> [PAGE EXCERPT]:
[start]
# I've started my DIY sump



## PauloSilva (Apr 17, 2006)

Hey guys,

A few months back I had the idea to make my own sump. I had a lot of ideas and I found some salvaged glass from a local contractor. My first go at it was a learning experience and on the advice of some member I decided to strip and redo it.

Here's a pic of the old one:










Needless to say I used too much silicone LOL.

So because of my natural ability to put things off, I just got back around to it now. For the last couple of days I've been stripping and cleaning and finally I was confident I got it all. I also came up with a designclick to get a better view)










After talking to Prov I decided the bubble trap wasn't a necessity nor were the scrubbies, but I haven't decided completely on the media.

So tonight I started the silicone process and installed the first baffle (where the overflow outlets) which I think I will outfit with a pair of combo filter socks. I figure I'll likely need to change them every 3 days or so when the stocking is at the peak, but I should achieve a very high rate of detritus removal.

Pics:


















And just for fun a pic of my new Mag18 pump. This thing is a total beast:










So that's it for now... I plan to do the rest of the baffles after the test fill and I'll do some updates then.
Thanks for reading

ps: No jokes about not having baseboards... I just did the basement and I get enough wise cracks from my wife.


----------



## GTZ (Apr 21, 2010)

PauloSilva said:


> ps: No jokes about not having baseboards... I just did the basement and I get enough wise cracks from my wife.


Dammit!  
I feel your pain, chair rail, baseboards and crown molding on the go :roll:
Lookin good so far :thumb:


----------



## Malawi_Junkie (Nov 26, 2009)

It's looking good and I can tell you've thought this thing through many times over. I like your design but the bubble trap is unnecessary and it would require top off more frequently. I would also consider a space under the scrubbies for mulm removal. I bought the Mag12 and love it but wish I had opted for the 18. Keep us posted.
Here's a pic of my DIY setup.


----------



## jchild40 (Mar 20, 2010)

Malawi_Junkie said:


> the bubble trap is unnecessary and it would require top off more frequently.


Why is that?

Love the thread!


----------



## PauloSilva (Apr 17, 2006)

Malawi_Junkie said:


> It's looking good and I can tell you've thought this thing through many times over. I like your design but the bubble trap is unnecessary and it would require top off more frequently. I would also consider a space under the scrubbies for mulm removal. I bought the Mag12 and love it but wish I had opted for the 18. Keep us posted.
> Here's a pic of my DIY setup.


Yes I have thought and dreamt of every aspect of this process for awhile. I also installed a 1500 glass-holes kit last weekend but forgot to take any pics.
[end]
> [SHORT TASK]:
Please answer these questions about the sump thread:
1. At peak stocking, how often does PauloSilva expect to change the filter socks?
2. Which pump did Malawi_Junkie buy?
3. What does PauloSilva plan to do after the test fill?

> [DATASET RECORDS]:
[start]
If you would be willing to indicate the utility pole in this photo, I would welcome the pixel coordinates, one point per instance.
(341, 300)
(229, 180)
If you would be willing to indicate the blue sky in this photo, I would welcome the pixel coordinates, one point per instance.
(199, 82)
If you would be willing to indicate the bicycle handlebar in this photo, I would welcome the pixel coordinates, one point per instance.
[end]
> [EXERCISE RESULT]:
1. Every 3 days or so.
2. The Mag12.
3. Do the rest of the baffles and post some updates.